*必須の課題*:
A – 映画レビューによると、1968年に観た時の字幕で「The ugly」はどう訳されていましたか。
B – 映画レビューを、最後の文の後から引き続き書き進めてください。

*本文抜粋*:
##############################

5.0どうしてこんなに面白いんだろう?!

2024年4月11日
PCから投稿
鑑賞方法:映画館

笑える

楽しい

1968年7月14日、この日「続夕陽のガンマン」と「サムライ」を観なかったら、私は50年以上映画ファンであり続ける事はなかったかも知れない。自分史の中でそういう位置を占めているのだ。

4月10日(水) 新宿ピカデリーで「続夕陽のガンマン 地獄の決斗」(4K)を。
英題は「The good,The bad,and The ugly」
The good(ブロンディ)はクリント・イーストウッド、The bad(エンジェル・アイズ)はリー・バン・クリーフ、The ugly(テュコ)はイーライ・ウォラックである。

まず、この映画を面白くしているのはイーライ・ウォラックの存在である。悪党なのに憎めない、笑わせてくれる愛すべき(?)キャラクターを演じている。
1968年にこの映画を観た時の字幕は高瀬鎮夫氏である。氏は、当時多くの映画字幕を担当していて、コロンビア映画は大田国夫、ヨーロッパ映画は清水俊二、残りのアメリカ映画は高瀬鎮夫というのが当時の私のイメージであった(実際、現在とは公開本数が違うとはいえ、全盛期には公開映画の7割を高瀬氏が担当したと言われている)。
氏の字幕は意訳が多いのだが、本作で氏が付けた字幕がThe ugly=イジけた野郎、である。善玉、悪玉、卑劣漢などのありきたりの訳でないのが良かったね。(今回の字幕は善玉、悪玉、卑劣漢だった)
ちなみにThe good=ちょっとイイ男、The bad=グッと悪い男、であった。

映画の冒頭でテュコを襲った3人組の一人が生き残って、映画の中盤でテュコを発見して入浴中に襲って来るが、圧倒的優位な態勢なのに能書き垂れ過ぎてテュコに射殺される。敵を倒したテュコ曰く「ムダに喋っているヒマがあったら撃て」ゴルゴ13か、お前は。
銃器店で銃を選ぶ時も、複数の銃を分解してバレルとシリンダーの最良の組合わせを選ぶこだわりをみせる(銃はレミントン・ネービーリボルバー)。そして試射、テュコは射撃の腕前も凄い所を見せる。こういった所を丁寧に描いているから上映時間が長くなるのだ。
テュコは橋を爆破に行く前に銃に弾込めをしている。(これがラストの決斗の伏線になっている)

再三、南軍、北軍の負傷した兵士の姿が捉えられる。橋を爆破する事によって橋を巡って戦闘していた両軍を撤退させて死傷者をこれ以上出さないと言う大義のもと(オッペンハイマーみたい)にブロンディとテュコは橋を爆破する。(本当は金貨の隠し場所に近づくためなんだけど)
この橋の爆破シーン、カメラを回す前に爆薬のスイッチを押して爆破してしまい、スペイン軍が急遽橋を架け直してから撮影したと言うのを後で知った。

##############################

*表示中の行*:
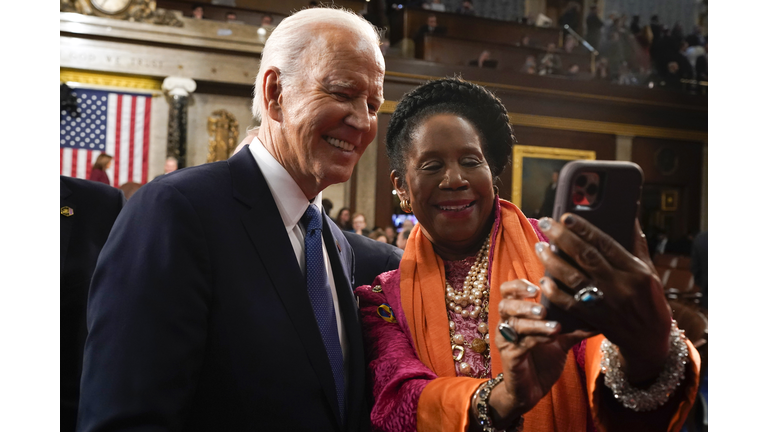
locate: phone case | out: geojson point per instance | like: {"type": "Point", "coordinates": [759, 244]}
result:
{"type": "Point", "coordinates": [612, 207]}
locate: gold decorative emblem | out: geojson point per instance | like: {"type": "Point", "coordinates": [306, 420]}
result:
{"type": "Point", "coordinates": [385, 312]}
{"type": "Point", "coordinates": [478, 345]}
{"type": "Point", "coordinates": [460, 349]}
{"type": "Point", "coordinates": [223, 134]}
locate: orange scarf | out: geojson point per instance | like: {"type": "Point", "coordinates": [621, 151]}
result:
{"type": "Point", "coordinates": [444, 403]}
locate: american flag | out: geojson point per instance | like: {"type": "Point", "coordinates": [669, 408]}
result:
{"type": "Point", "coordinates": [114, 123]}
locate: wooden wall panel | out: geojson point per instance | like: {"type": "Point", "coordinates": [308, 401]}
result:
{"type": "Point", "coordinates": [603, 145]}
{"type": "Point", "coordinates": [656, 156]}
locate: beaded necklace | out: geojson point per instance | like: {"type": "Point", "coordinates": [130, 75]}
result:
{"type": "Point", "coordinates": [471, 302]}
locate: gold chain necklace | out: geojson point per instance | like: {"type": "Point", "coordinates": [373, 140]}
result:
{"type": "Point", "coordinates": [471, 302]}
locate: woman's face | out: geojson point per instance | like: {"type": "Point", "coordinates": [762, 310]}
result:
{"type": "Point", "coordinates": [449, 183]}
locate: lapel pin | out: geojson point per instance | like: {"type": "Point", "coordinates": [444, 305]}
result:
{"type": "Point", "coordinates": [385, 312]}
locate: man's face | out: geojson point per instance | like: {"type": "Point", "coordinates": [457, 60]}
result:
{"type": "Point", "coordinates": [329, 111]}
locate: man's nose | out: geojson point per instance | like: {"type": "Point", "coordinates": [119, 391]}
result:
{"type": "Point", "coordinates": [359, 116]}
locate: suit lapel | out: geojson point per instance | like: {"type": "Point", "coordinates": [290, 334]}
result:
{"type": "Point", "coordinates": [340, 255]}
{"type": "Point", "coordinates": [264, 226]}
{"type": "Point", "coordinates": [66, 223]}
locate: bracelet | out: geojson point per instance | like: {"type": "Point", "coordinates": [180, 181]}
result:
{"type": "Point", "coordinates": [482, 394]}
{"type": "Point", "coordinates": [660, 391]}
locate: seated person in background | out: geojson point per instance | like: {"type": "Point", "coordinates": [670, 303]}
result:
{"type": "Point", "coordinates": [601, 69]}
{"type": "Point", "coordinates": [379, 235]}
{"type": "Point", "coordinates": [626, 77]}
{"type": "Point", "coordinates": [677, 71]}
{"type": "Point", "coordinates": [702, 65]}
{"type": "Point", "coordinates": [484, 60]}
{"type": "Point", "coordinates": [434, 356]}
{"type": "Point", "coordinates": [171, 164]}
{"type": "Point", "coordinates": [573, 71]}
{"type": "Point", "coordinates": [430, 28]}
{"type": "Point", "coordinates": [466, 8]}
{"type": "Point", "coordinates": [550, 63]}
{"type": "Point", "coordinates": [530, 66]}
{"type": "Point", "coordinates": [391, 234]}
{"type": "Point", "coordinates": [570, 44]}
{"type": "Point", "coordinates": [437, 6]}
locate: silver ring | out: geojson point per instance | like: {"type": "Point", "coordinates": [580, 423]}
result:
{"type": "Point", "coordinates": [589, 295]}
{"type": "Point", "coordinates": [509, 333]}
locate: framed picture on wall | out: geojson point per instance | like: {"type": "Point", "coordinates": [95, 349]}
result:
{"type": "Point", "coordinates": [534, 176]}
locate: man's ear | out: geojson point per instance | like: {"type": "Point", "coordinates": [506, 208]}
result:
{"type": "Point", "coordinates": [399, 185]}
{"type": "Point", "coordinates": [272, 92]}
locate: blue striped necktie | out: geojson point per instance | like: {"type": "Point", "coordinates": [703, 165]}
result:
{"type": "Point", "coordinates": [321, 298]}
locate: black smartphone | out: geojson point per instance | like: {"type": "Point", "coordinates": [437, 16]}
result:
{"type": "Point", "coordinates": [607, 195]}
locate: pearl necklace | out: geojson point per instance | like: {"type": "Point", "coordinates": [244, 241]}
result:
{"type": "Point", "coordinates": [474, 295]}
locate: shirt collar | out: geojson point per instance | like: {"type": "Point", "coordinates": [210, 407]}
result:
{"type": "Point", "coordinates": [290, 200]}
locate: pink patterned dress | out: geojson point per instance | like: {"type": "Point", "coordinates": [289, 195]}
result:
{"type": "Point", "coordinates": [395, 374]}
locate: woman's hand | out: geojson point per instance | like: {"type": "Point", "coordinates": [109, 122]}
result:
{"type": "Point", "coordinates": [532, 364]}
{"type": "Point", "coordinates": [633, 313]}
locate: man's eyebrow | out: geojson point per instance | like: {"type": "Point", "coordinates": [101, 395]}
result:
{"type": "Point", "coordinates": [343, 83]}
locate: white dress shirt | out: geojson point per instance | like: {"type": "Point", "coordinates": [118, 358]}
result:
{"type": "Point", "coordinates": [292, 203]}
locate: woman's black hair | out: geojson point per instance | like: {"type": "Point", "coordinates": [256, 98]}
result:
{"type": "Point", "coordinates": [452, 96]}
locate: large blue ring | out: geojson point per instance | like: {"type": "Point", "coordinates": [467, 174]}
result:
{"type": "Point", "coordinates": [589, 295]}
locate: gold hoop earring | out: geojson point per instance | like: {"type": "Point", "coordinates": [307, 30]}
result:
{"type": "Point", "coordinates": [406, 206]}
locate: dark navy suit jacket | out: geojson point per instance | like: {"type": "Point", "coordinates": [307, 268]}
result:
{"type": "Point", "coordinates": [88, 211]}
{"type": "Point", "coordinates": [199, 317]}
{"type": "Point", "coordinates": [372, 258]}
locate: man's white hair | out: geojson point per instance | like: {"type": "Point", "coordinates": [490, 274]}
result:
{"type": "Point", "coordinates": [285, 47]}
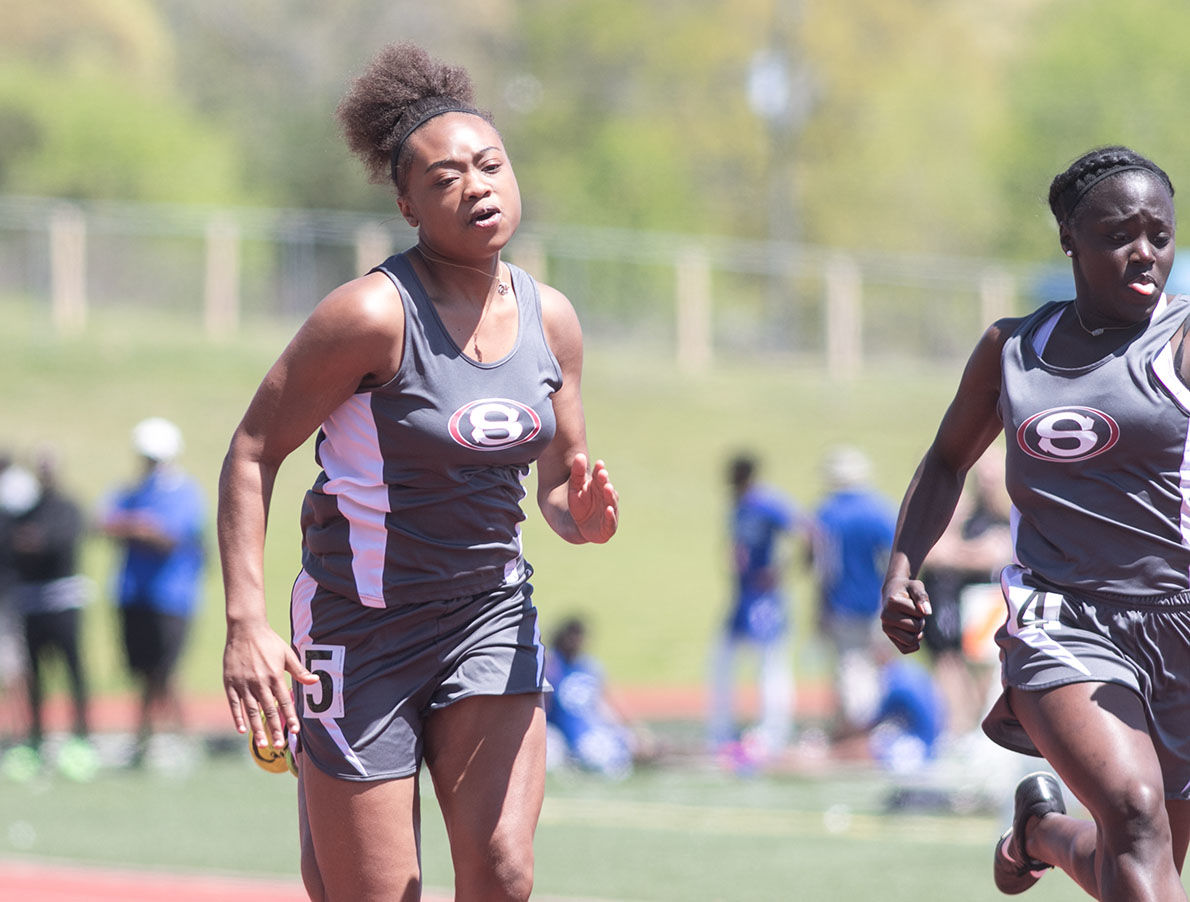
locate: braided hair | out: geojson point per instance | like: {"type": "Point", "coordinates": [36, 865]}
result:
{"type": "Point", "coordinates": [1069, 188]}
{"type": "Point", "coordinates": [400, 91]}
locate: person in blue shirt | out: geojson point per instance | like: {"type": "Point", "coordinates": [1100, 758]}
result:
{"type": "Point", "coordinates": [758, 619]}
{"type": "Point", "coordinates": [158, 524]}
{"type": "Point", "coordinates": [852, 538]}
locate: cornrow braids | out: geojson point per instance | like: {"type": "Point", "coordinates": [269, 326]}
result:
{"type": "Point", "coordinates": [400, 91]}
{"type": "Point", "coordinates": [1069, 188]}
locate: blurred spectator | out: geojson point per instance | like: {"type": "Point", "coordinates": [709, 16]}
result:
{"type": "Point", "coordinates": [903, 732]}
{"type": "Point", "coordinates": [49, 595]}
{"type": "Point", "coordinates": [962, 575]}
{"type": "Point", "coordinates": [852, 537]}
{"type": "Point", "coordinates": [758, 619]}
{"type": "Point", "coordinates": [586, 727]}
{"type": "Point", "coordinates": [158, 524]}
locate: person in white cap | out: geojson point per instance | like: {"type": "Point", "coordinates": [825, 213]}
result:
{"type": "Point", "coordinates": [158, 522]}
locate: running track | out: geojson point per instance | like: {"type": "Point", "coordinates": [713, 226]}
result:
{"type": "Point", "coordinates": [38, 881]}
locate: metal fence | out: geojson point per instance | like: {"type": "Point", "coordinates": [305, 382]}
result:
{"type": "Point", "coordinates": [695, 296]}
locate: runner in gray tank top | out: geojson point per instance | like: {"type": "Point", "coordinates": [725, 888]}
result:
{"type": "Point", "coordinates": [433, 383]}
{"type": "Point", "coordinates": [1091, 396]}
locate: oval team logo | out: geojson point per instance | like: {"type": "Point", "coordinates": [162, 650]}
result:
{"type": "Point", "coordinates": [1068, 433]}
{"type": "Point", "coordinates": [494, 424]}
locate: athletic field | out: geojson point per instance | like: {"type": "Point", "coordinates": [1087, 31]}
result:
{"type": "Point", "coordinates": [202, 822]}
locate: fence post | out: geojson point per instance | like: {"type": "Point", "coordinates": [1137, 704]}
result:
{"type": "Point", "coordinates": [221, 287]}
{"type": "Point", "coordinates": [373, 246]}
{"type": "Point", "coordinates": [694, 349]}
{"type": "Point", "coordinates": [844, 317]}
{"type": "Point", "coordinates": [997, 295]}
{"type": "Point", "coordinates": [68, 268]}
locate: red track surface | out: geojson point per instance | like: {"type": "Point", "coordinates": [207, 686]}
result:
{"type": "Point", "coordinates": [27, 881]}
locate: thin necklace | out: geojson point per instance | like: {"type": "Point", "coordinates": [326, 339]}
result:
{"type": "Point", "coordinates": [501, 289]}
{"type": "Point", "coordinates": [430, 256]}
{"type": "Point", "coordinates": [1101, 330]}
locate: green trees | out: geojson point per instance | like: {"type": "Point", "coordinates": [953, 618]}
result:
{"type": "Point", "coordinates": [916, 126]}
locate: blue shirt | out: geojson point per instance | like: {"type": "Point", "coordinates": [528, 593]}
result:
{"type": "Point", "coordinates": [852, 543]}
{"type": "Point", "coordinates": [577, 709]}
{"type": "Point", "coordinates": [758, 520]}
{"type": "Point", "coordinates": [167, 581]}
{"type": "Point", "coordinates": [910, 702]}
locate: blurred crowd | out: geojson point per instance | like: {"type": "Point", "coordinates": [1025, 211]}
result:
{"type": "Point", "coordinates": [155, 521]}
{"type": "Point", "coordinates": [870, 705]}
{"type": "Point", "coordinates": [893, 712]}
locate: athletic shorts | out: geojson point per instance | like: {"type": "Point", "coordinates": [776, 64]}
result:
{"type": "Point", "coordinates": [152, 640]}
{"type": "Point", "coordinates": [382, 671]}
{"type": "Point", "coordinates": [1052, 638]}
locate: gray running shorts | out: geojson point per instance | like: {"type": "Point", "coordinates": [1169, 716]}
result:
{"type": "Point", "coordinates": [382, 671]}
{"type": "Point", "coordinates": [1052, 638]}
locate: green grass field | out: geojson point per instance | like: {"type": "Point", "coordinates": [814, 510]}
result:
{"type": "Point", "coordinates": [683, 834]}
{"type": "Point", "coordinates": [652, 596]}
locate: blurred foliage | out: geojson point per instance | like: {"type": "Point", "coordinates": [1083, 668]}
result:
{"type": "Point", "coordinates": [922, 125]}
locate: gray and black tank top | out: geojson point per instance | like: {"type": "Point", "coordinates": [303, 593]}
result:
{"type": "Point", "coordinates": [1097, 461]}
{"type": "Point", "coordinates": [421, 484]}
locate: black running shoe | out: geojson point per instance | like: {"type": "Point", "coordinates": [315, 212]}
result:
{"type": "Point", "coordinates": [1014, 870]}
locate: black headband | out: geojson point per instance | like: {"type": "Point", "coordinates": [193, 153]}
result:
{"type": "Point", "coordinates": [449, 106]}
{"type": "Point", "coordinates": [1073, 195]}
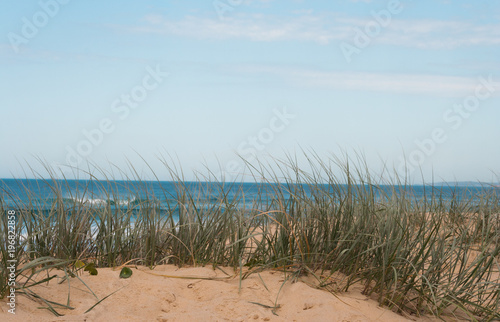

##############################

*順番の回答*:
A – 「イジけた野郎」と訳されていました。

B –
橋を爆破した後、二人は朝まで塹壕でじっとしている。ブロンディはテュコを蹴り起こす(これもラストの伏線の一つだ)。
川を超えた所で重症の南軍兵士に出会い、ブロンディは葉巻を吸わせてやると兵士は事切れる。ブロンディは自分のコートを掛けてやり、変わりにそこにあるポンチョを持ち帰る。(これがクリントのポンチョスタイルの原点となる)

クリント・イーストウッドは、西部劇の時にいつも同じホルスター(ガンベルト)を使っている。「荒野の用心棒」「夕陽のガンマン」と同じホルスターを「続夕陽のガンマン」でも使っている。(確か「シノーラ」でも使っていた)
だが、本当はこれはおかしいのだ。何故なら前2作では使っている銃が(多分)コルト・ピースメーカーだが、「続夕陽のガンマン」ではレミントン・アーミーリボルバーなので、バレル(銃身)の長さも違うためホルスターは違って当然なのである(早撃ち出来ないよ)。また、銃の種類が違ってもグリップは同じ銀の蛇が蜷局を巻いた物を使っている。閑話休題。

いよいよサッドヒルの墓場に埋められた金貨の行方をめぐるラストの西部劇史上初のトライアングルの地獄の決斗である。
エンニオ・モリコーネの音楽も冴える。
3人の顔のアップ、いや、眼だけのアップ、銃に近づく手の、指のアップ。指は銃に近づく、止まる、戻る、また近づく。
遂に銃は抜かれ、火を吹く…。

ラストにもう一度各自のアップに字幕が重なる。The ugly=イジけた野郎、The bad=バカを見た男、The good=グンとイイ男、であった。(あ、高瀬鎮夫版です。今回は善玉、悪玉、卑劣漢でした。つまんねえ訳だ)

何本もマカロニウエスタンを観たが、この作品の右に出るものはない。タランティーノが気に入る訳だ。
人間には2種類いる。映画を作る奴とそれを観る奴だ。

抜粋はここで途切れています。